Given problem
Put each line of the records below into a JSON list of strings, one string per line. Skip blank lines and leave the pictures out.

Provided records
◇ ◇ ◇ ◇

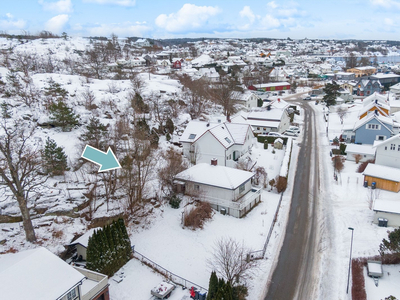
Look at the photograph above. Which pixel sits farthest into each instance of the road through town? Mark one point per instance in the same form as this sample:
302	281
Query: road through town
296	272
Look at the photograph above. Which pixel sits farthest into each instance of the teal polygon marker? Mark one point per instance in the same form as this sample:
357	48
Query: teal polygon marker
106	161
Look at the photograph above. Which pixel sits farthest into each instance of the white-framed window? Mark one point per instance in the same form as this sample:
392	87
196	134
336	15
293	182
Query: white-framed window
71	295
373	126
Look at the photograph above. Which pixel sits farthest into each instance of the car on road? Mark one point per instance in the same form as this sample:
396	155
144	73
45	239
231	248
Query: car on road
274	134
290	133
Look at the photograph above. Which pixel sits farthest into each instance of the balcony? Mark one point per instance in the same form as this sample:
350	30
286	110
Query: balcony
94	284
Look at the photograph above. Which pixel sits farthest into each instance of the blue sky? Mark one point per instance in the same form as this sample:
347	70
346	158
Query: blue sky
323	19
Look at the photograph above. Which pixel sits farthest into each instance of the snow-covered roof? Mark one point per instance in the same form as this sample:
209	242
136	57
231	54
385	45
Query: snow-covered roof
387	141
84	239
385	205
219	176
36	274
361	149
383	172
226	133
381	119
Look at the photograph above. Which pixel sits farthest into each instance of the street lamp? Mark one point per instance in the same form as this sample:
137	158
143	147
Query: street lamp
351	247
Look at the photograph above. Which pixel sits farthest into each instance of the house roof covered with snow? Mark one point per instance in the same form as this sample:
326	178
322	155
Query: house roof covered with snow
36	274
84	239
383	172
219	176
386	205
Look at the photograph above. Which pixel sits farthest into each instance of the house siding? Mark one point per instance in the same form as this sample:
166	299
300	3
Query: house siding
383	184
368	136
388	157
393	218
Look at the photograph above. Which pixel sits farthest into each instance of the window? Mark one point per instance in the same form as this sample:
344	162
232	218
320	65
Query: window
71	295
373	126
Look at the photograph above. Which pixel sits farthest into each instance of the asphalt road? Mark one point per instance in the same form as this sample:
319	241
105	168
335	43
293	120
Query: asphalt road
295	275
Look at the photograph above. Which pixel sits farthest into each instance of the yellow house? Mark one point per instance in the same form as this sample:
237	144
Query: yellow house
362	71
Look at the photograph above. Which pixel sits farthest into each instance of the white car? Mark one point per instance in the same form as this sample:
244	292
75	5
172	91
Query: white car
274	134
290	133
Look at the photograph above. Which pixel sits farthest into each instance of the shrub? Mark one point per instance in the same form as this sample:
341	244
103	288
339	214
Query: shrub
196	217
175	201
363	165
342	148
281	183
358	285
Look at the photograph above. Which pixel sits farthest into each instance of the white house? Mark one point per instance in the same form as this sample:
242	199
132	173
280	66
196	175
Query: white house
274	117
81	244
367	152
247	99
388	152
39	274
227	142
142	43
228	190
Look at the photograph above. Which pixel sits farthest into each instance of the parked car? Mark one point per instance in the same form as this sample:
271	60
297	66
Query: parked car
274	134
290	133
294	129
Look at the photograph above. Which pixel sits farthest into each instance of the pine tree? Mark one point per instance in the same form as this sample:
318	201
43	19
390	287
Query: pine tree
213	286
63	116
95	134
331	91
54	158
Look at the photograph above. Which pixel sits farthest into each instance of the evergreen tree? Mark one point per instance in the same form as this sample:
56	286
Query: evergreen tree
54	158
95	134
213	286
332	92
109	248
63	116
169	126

◇ ◇ ◇ ◇

Output below
[
  "Look at the photograph above. Which pixel sits farthest into each instance of the road through town? Mark one point per instance in the same form as this sample:",
  "302\t281",
  "Query: road through town",
  "296\t272",
  "Look at the photograph above. Which pixel sits farthest into each instance of the teal polygon marker? Mark one point per instance in the same form as this sample:",
  "357\t48",
  "Query: teal polygon marker",
  "106\t161",
  "Look at the photograph above. Which pixel sits farthest into each instance of the white-framed window? Mark one point per instance in the same form as this sample:",
  "392\t87",
  "196\t134",
  "336\t15",
  "293\t182",
  "Query: white-framed window",
  "71\t295",
  "373\t126",
  "Look at the photograph above. Which pixel sits farthest into each instance of the car on road? Mark one point per instance in the same form as this sample:",
  "396\t155",
  "144\t73",
  "45\t239",
  "231\t248",
  "Query: car on road",
  "274\t134",
  "290\t133",
  "Look at the photograph above. Which pixel sits farthest into each instance of the balcony? Mark one point per instance in the same form as this sample:",
  "350\t30",
  "286\t110",
  "Query: balcony",
  "94\t284",
  "Look at the photograph above. Which pixel sits farthest into each instance of the blue sky? Mark one point per instance in the same form as this sample:",
  "347\t70",
  "346\t158",
  "Query: blue sky",
  "323\t19",
  "Look at the photograph above. Which pixel sits farthest into each instance of the snow-covered roof? Mark one point per instance in the same form as this sample:",
  "209\t242",
  "136\t57",
  "231\t54",
  "385\t45",
  "Query: snow-covered roof",
  "387\t141",
  "84\t239",
  "385\t205",
  "219\t176",
  "36\t274",
  "361\t149",
  "383\t172",
  "226\t133",
  "381\t119",
  "Look at the photograph above. Which pixel sits farthest into each instance of the street lamp? Mark one point per instance in the same form as this sample:",
  "137\t158",
  "143\t147",
  "Query: street lamp",
  "351\t247",
  "Look at the photograph above. Which pixel sits farthest into each instance of the house roof covered with snow? Mark one point per instance in the same form as this sample:",
  "326\t178",
  "322\t155",
  "Query: house roof covered with snow",
  "36\t274",
  "84\t239",
  "383\t172",
  "219\t176",
  "386\t205",
  "Look at the photograph above. Which pixel sits farthest into each instance of the house siding? Mark one point per instance in the same form as this sample:",
  "166\t299",
  "300\t3",
  "Query: house siding",
  "383\t184",
  "368\t136",
  "388\t157",
  "393\t218",
  "Look at the photograph above. Which pixel sits farthest into each instance of the window? Mark one point per instance in the same form as this sample:",
  "344\t162",
  "232\t218",
  "320\t65",
  "Query: window",
  "71\t295",
  "373\t126",
  "Look at the photograph above. Which pixel sits farthest into each instance of the asphalt road? Mark one point per instance in the same form as this sample:",
  "319\t241",
  "105\t168",
  "335\t43",
  "293\t120",
  "Query: asphalt road",
  "295\t275",
  "Look at the photograph above. Which pixel sits farthest into each instance of the yellow house? Mark one point per instance in the same form as this sample:",
  "237\t144",
  "Query: yellow house",
  "362\t71",
  "Look at the photograph above. Which pixel sits farthest into each instance of the white car? Mark one point per instance in the same form as this sample:",
  "244\t292",
  "75\t5",
  "172\t91",
  "Query: white car",
  "274\t134",
  "290\t133",
  "Look at the photograph above. Which pixel sits farthest into each instance of the shrub? Mark one point per instance in the same form as this sample:",
  "341\t244",
  "103\t288",
  "339\t214",
  "Query: shrub",
  "196\t217",
  "175\t201",
  "363\t165",
  "342\t148",
  "281\t183",
  "358\t285",
  "Look at the photograph above. Which pixel sits farthest into each instance of the white house? Mark one point per instance in the same form as this sample:",
  "242\t199",
  "132\t173",
  "280\t66",
  "196\t175",
  "Query: white house",
  "274\t117",
  "81\t244",
  "367\t152",
  "247\t99",
  "388\t152",
  "39\t274",
  "227\t142",
  "142\t43",
  "228\t190",
  "Look at the photograph above. Which pixel sits farthest into each instance of the parked car? Mark one point per instance in the same form as this sample:",
  "271\t60",
  "297\t66",
  "Query: parked car",
  "274\t134",
  "290\t133",
  "294\t129",
  "Look at the photograph above. Which pixel sits farthest into each instance of the pine tree? Mark one point per instance in the same form as this sample:",
  "318\t201",
  "43\t19",
  "390\t287",
  "Query: pine tree",
  "213\t286",
  "63\t116",
  "95\t134",
  "331\t91",
  "54\t158",
  "Look at the photograph above. Which pixel sits farthest into each instance of the evergreen tree? Mark one point per instance in the same form as this sample:",
  "56\t286",
  "Query: evergreen tree",
  "54\t158",
  "95\t134",
  "213\t286",
  "332\t92",
  "109\t248",
  "63\t116",
  "169\t126"
]